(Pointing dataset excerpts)
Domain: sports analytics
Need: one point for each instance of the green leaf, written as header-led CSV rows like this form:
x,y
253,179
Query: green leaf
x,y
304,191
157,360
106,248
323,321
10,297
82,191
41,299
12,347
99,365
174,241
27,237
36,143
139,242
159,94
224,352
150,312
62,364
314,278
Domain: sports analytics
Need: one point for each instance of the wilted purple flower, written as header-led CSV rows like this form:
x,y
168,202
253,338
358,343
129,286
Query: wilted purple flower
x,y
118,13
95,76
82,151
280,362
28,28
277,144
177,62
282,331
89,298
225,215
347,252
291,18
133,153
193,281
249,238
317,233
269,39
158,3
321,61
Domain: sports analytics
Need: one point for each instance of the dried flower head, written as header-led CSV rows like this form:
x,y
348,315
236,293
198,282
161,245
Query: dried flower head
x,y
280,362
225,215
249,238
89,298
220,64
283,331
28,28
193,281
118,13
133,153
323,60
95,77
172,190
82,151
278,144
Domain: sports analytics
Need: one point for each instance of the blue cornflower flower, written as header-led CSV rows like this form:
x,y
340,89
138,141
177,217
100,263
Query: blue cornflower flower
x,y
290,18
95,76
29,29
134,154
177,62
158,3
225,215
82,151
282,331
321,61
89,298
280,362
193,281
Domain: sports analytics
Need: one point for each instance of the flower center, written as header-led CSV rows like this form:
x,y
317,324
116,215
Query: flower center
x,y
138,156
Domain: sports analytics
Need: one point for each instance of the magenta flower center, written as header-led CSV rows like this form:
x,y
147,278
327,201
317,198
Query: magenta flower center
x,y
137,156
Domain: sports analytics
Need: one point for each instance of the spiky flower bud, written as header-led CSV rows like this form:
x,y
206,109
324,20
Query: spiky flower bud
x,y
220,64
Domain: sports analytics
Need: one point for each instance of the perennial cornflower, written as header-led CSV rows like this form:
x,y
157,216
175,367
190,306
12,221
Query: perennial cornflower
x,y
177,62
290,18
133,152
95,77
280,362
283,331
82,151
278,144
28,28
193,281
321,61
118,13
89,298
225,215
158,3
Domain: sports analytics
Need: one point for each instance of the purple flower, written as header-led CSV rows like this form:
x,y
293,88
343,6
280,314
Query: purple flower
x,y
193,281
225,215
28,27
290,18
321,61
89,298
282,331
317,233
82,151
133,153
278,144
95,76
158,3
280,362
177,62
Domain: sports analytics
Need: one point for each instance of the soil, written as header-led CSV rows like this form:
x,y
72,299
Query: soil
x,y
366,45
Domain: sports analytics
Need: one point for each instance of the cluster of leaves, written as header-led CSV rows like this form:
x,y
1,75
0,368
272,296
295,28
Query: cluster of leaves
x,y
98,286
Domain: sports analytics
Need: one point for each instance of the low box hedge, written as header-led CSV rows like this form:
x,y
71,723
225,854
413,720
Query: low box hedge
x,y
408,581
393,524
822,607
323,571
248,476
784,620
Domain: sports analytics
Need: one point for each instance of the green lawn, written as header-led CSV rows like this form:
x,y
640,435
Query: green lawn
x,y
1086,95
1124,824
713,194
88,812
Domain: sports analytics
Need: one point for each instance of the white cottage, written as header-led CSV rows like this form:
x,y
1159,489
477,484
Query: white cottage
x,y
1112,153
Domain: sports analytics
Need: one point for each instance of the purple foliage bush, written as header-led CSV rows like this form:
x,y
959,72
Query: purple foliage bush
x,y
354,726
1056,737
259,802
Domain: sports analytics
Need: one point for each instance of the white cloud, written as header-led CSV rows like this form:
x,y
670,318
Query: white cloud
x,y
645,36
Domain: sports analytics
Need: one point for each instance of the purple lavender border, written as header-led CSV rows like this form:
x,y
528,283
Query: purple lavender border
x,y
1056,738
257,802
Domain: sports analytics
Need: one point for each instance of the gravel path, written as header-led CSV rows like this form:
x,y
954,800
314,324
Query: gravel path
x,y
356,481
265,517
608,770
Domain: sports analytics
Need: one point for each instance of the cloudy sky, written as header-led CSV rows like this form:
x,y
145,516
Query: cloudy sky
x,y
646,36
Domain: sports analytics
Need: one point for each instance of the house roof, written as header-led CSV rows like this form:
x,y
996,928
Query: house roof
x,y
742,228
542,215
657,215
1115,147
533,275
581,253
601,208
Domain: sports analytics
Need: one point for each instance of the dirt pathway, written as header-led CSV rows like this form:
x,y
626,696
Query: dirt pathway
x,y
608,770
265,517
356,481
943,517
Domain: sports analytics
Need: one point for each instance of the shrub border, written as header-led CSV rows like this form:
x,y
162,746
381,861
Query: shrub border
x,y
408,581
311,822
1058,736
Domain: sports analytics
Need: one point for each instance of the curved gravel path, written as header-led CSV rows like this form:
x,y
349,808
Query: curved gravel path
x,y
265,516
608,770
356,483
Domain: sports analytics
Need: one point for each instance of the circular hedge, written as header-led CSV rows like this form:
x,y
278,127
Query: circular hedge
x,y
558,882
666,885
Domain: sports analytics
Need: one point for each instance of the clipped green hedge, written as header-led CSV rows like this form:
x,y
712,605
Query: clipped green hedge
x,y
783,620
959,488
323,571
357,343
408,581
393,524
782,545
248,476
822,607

== What the exercise asks ==
Reproduce all the data word for word.

== Output ==
Domain: sports analytics
Need: one point for each instance of the green leaf, written as header-led CSV rows like this form:
x,y
253,179
Query: green leaf
x,y
304,191
157,360
106,248
323,321
10,297
82,191
41,299
12,347
99,365
174,241
27,237
36,143
139,242
159,94
224,352
150,312
62,364
314,278
Domain: sports analytics
Need: one point for each instance of the wilted purple flower, written as header-led CSV rows like this form:
x,y
168,202
253,338
358,343
129,286
Query: wilted purple flower
x,y
118,13
95,76
82,151
280,362
28,28
277,144
177,62
282,331
89,298
225,215
347,252
291,18
133,153
193,281
249,238
317,233
269,39
158,3
321,61
Domain: sports analytics
Need: one point for each instance of the dried flower head, written as header-led CSV rows like this form:
x,y
348,315
236,293
198,282
161,245
Query: dried flower head
x,y
280,362
225,215
249,238
89,298
220,64
283,331
28,28
193,281
118,13
133,153
323,60
95,77
172,190
82,151
278,144
Domain: sports analytics
Need: one point for each instance of the blue cornflower flower, written as header-led CSV rows like this form:
x,y
340,89
138,141
177,217
100,263
Query: blue cornflower flower
x,y
290,18
95,76
29,29
134,154
177,62
158,3
225,215
82,151
282,331
321,61
89,298
280,362
193,281
Domain: sports analytics
Need: one point for each instance of the flower center, written as header-led CSV rows like this form:
x,y
317,324
116,215
Query: flower center
x,y
138,156
Domain: sports analytics
Need: one point for each instance of the magenta flower center, written as header-led CSV rows like this form:
x,y
147,278
327,201
317,198
Query: magenta flower center
x,y
137,156
Domain: sports analytics
Need: one point for each instance of the spiky flower bud, written as header-led CSV rows like this form:
x,y
206,109
324,20
Query: spiky flower bud
x,y
220,64
Domain: sports analytics
Need: one point for each instance of the perennial cornflower, written as header-led CSV rows like this form:
x,y
157,216
175,367
190,306
12,221
Query: perennial cornflower
x,y
177,62
290,18
133,152
95,77
280,362
283,331
82,151
278,144
28,28
193,281
321,61
118,13
89,298
225,215
158,3
Domain: sports analytics
Need: one point for each instance of the purple flower, written as header-led CSV rows like this form:
x,y
293,88
343,6
280,314
Query: purple flower
x,y
193,281
225,215
28,27
290,18
321,61
89,298
282,331
317,233
82,151
133,153
278,144
95,76
158,3
280,362
177,62
Domain: sports analytics
Need: one point for each instance of the soil, written as header-led CSV rows like this form:
x,y
72,299
Query: soil
x,y
366,45
Domain: sports analytics
Need: one point for each instance of the cluster of leaves, written as header-led CSV rows like this form:
x,y
1,75
0,368
272,296
295,28
Query: cluster of leaves
x,y
98,286
Domain: sports analytics
Need: one point for each instance of the low box hedge, written as header-led CSV rows like this form:
x,y
71,723
225,854
413,720
Query: low box hedge
x,y
408,581
393,524
822,607
323,571
248,476
784,620
Domain: sports analytics
Need: one point for each instance of the green lawn, written as header-led CSV rows like this form:
x,y
640,435
Query: green lawn
x,y
1086,95
1124,824
713,194
88,812
Domain: sports analytics
Need: one point for each instance of the white cottage, written as header-led CSV rows like this form:
x,y
1159,489
477,484
Query: white cottage
x,y
1112,153
Domain: sports analytics
Need: one point for each instance of the purple foliage bush, written as header-led CSV rows like this form:
x,y
959,72
Query: purple foliage bush
x,y
354,726
1056,737
259,802
Domain: sports analytics
Need: one point for each instance of the white cloud, written as header-led CSV rows like this form:
x,y
670,318
Query: white cloud
x,y
645,36
Domain: sports analytics
Need: one point for each instance of the purple lavender border, written as header-led CSV rows like this form:
x,y
528,283
Query: purple lavender border
x,y
1056,738
257,802
Domain: sports analytics
Need: one point for each instance of the gravel path, written as header-led CSV rows like this form:
x,y
954,800
314,324
Query: gravel path
x,y
356,481
265,517
608,770
Domain: sports analytics
Need: one point for each instance of the cloudy sky, written as header-led CSV rows like this form:
x,y
145,516
Query: cloudy sky
x,y
646,36
Domain: sports analytics
Need: one point for each instance of the house roof, written as header-led CSV rows like this form:
x,y
996,928
Query: house roof
x,y
742,228
542,215
657,215
1115,147
533,275
581,253
601,208
Domain: sports analytics
Need: one point for each instance of the dirt pathway, written as header-led CSV rows like this form:
x,y
626,696
Query: dirt pathway
x,y
608,770
265,517
356,481
943,517
Domain: sports analytics
Need: one point for each instance of the shrub border, written as header-led CSV rows like this form:
x,y
162,746
381,861
Query: shrub border
x,y
408,581
311,822
1058,736
Domain: sports analytics
Need: one point for each instance of the curved gravel path, written as header-led CSV rows like this form:
x,y
349,808
Query: curved gravel path
x,y
265,516
608,770
356,483
Domain: sports analytics
Need: one point for each instance of the circular hedge, written as header-led CSV rows like this form:
x,y
278,127
Query: circular hedge
x,y
558,882
666,885
Domain: sports analytics
Need: one point for each instance of the clipped green hedge, written as header-led CSV rows like this form:
x,y
712,605
Query: clipped green hedge
x,y
783,620
959,488
323,571
357,343
408,581
393,524
782,545
248,476
822,607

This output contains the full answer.